Questões de estudo:
A. Reescreva de forma mais curta o parágrafo do texto sobre a CID nos atestados médicos que começa com "Para ajudar nessa celeuma", mantendo seus fatos principais.
B. Reproduza fielmente o trecho do texto sobre a CID nos atestados médicos que vai de "Referido direito do" até "patrimoniais do empregador.", incluindo essas palavras.

Trecho do texto:
=====
Pode o empregador exigir a informação da CID nos atestados médicos?
Questão recorrente e bastante tormentosa é sobre as informações que podem ou devem estar contidas nos atestados médicos apresentados pelos empregados.
Tem-se, de um lado, o direito do empregador à informação acerca das razões do afastamento do empregado, como forma sua de validar os deveres patronais disso decorrentes, tal como o pagamento de salário.
Referido direito do empregador decorre do poder diretivo do empregador, implícito no art. 2º da CLT. Uma segunda referência normativa a esse direito advém diretamente do direito constitucional de propriedade, sob a ótica da defesa dos interesses patrimoniais do empregador.
Por outro lado, o empregado deve ter assegurado o seu direito à intimidade, direito constitucional de primeira dimensão (art. 5º, X da CF).
Esse direito à intimidade se faz presente não apenas nas relações civis mas se projeta também nas relações trabalhistas, em virtude da eficácia horizontal dos direitos fundamentais ou eficácia diagonal (na visão de Gamonal Contreras) desses direitos.
Trata-se de um direito inespecífico, na visão constitucional trabalhista, assim entendido como aquele direito que se insere no complexo de direitos do trabalhador, ainda que não haja sua expressa previsão, mas diante da força normativa que emana da nossa Constituição Republicana.
Delineados os direitos envolvidos, necessária a sua análise para revelação de qual direito prepondera nesse caso.
Para ajudar nessa celeuma, cita-se a Portaria 3.370/84 do Ministério da Previdência, que prevê que somente pode haver inserção da Classificação Internacional de Doenças (CID) no atestado com expressa anuência do paciente (ora empregado). E ainda, a Resolução n. 1.658/02 do Conselho Federal de Medicina autoriza o diagnóstico codificado apenas “por justa causa, exercício de dever legal, solicitação do próprio paciente ou de seu representante legal.”
Cabe tratar ainda que a obrigatoriedade do médico de notificar doenças ou agravos conforme Lista Nacional da ANVISA (conforme prevê a Lei 6.259/75) ou de comunicar acidente de trabalho – CAT (art. 22, § 2º da Lei 8.213/91) tratam de hipótese diversa do caso ora analisado. Isso porque essa notificação serve para controle de epidemias, etc dos órgãos ligados ao Ministério da Saúde, não se destinando, portanto, ao empregador.
=====
Registros de dados salvos
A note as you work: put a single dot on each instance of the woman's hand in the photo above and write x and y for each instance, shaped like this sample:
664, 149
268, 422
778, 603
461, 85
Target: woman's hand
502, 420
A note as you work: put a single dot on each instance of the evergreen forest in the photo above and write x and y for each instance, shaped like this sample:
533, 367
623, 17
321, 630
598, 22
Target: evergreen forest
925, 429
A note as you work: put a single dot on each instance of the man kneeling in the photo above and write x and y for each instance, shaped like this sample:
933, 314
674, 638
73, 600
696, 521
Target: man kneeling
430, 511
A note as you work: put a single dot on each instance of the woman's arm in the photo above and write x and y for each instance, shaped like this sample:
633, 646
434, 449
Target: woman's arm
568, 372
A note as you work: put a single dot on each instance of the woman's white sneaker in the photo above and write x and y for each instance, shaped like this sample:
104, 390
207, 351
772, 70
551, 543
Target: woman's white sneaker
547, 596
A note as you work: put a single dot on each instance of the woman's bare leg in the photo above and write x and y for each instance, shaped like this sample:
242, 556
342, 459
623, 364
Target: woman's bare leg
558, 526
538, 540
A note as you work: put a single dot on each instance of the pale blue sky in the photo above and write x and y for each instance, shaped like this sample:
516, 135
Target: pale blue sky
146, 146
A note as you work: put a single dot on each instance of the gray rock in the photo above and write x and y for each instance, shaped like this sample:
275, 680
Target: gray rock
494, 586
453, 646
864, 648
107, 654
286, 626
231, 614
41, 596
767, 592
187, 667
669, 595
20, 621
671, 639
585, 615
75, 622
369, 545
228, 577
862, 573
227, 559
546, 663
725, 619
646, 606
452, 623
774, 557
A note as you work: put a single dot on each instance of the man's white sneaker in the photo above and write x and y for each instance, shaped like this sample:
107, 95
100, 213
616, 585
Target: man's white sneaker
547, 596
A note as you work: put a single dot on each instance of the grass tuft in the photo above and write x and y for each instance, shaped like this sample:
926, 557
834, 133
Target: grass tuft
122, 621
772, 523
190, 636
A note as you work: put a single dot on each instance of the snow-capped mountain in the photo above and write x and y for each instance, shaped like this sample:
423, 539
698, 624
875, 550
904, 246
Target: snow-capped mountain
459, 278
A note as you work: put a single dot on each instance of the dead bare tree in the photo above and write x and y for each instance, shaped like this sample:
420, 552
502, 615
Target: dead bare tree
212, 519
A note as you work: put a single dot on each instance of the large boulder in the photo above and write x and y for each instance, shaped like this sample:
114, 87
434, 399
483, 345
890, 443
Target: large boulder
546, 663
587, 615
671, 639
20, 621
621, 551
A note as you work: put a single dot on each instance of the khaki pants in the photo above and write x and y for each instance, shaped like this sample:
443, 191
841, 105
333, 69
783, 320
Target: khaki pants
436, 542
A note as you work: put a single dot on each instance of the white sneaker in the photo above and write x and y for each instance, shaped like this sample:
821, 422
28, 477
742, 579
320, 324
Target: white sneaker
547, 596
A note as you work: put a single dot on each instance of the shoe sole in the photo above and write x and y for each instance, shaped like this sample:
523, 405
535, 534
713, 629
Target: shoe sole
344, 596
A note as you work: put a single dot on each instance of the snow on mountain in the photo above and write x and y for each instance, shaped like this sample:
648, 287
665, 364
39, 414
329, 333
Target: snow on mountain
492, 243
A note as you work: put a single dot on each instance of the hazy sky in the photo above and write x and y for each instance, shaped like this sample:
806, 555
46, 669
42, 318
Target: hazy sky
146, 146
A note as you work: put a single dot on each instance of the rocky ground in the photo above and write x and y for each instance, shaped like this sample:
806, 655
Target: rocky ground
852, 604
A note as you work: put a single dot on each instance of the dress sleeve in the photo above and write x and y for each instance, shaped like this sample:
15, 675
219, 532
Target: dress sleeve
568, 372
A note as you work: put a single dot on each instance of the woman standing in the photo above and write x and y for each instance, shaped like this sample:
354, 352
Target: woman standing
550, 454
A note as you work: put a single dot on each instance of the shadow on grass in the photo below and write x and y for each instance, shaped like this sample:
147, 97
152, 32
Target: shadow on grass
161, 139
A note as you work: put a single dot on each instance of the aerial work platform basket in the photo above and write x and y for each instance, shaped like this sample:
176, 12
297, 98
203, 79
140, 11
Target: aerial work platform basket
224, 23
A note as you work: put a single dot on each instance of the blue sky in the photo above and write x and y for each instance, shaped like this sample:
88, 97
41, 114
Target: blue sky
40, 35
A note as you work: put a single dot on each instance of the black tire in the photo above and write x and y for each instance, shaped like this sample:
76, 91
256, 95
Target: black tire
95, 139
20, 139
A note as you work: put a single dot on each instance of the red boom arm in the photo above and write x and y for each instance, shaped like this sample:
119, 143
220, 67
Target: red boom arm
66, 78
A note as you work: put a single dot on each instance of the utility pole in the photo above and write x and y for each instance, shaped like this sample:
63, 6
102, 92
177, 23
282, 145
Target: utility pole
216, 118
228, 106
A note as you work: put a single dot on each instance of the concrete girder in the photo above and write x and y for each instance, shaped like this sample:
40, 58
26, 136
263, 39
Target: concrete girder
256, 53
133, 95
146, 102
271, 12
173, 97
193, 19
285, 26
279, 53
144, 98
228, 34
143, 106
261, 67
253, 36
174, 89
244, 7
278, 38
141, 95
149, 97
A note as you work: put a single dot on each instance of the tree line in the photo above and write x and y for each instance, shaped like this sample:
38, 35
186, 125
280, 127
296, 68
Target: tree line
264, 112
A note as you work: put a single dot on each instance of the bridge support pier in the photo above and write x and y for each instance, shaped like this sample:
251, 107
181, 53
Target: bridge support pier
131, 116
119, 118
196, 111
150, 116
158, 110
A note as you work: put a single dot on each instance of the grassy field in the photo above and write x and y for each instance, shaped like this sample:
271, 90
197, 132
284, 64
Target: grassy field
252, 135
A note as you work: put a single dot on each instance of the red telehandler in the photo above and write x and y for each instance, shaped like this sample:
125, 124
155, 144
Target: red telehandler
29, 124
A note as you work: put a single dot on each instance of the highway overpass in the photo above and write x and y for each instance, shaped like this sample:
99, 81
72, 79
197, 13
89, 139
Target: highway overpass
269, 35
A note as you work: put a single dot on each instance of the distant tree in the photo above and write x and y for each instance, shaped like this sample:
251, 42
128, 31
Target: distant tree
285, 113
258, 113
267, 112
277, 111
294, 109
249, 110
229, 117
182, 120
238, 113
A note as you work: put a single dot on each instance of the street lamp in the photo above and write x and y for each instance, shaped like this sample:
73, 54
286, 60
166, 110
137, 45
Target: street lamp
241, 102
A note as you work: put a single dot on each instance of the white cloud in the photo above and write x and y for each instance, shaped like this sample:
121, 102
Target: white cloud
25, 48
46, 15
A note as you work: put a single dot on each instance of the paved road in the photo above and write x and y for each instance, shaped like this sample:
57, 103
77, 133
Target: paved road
=====
Respostas das tarefas:
A. A Portaria 3.370/84 do Ministério da Previdência só permite incluir a CID no atestado com a anuência expressa do paciente, no caso o empregado. A Resolução n. 1.658/02 do Conselho Federal de Medicina autoriza o diagnóstico codificado apenas por justa causa, exercício de dever legal ou a pedido do próprio paciente ou de seu representante legal.

B.
Referido direito do empregador decorre do poder diretivo do empregador, implícito no art. 2º da CLT. Uma segunda referência normativa a esse direito advém diretamente do direito constitucional de propriedade, sob a ótica da defesa dos interesses patrimoniais do empregador.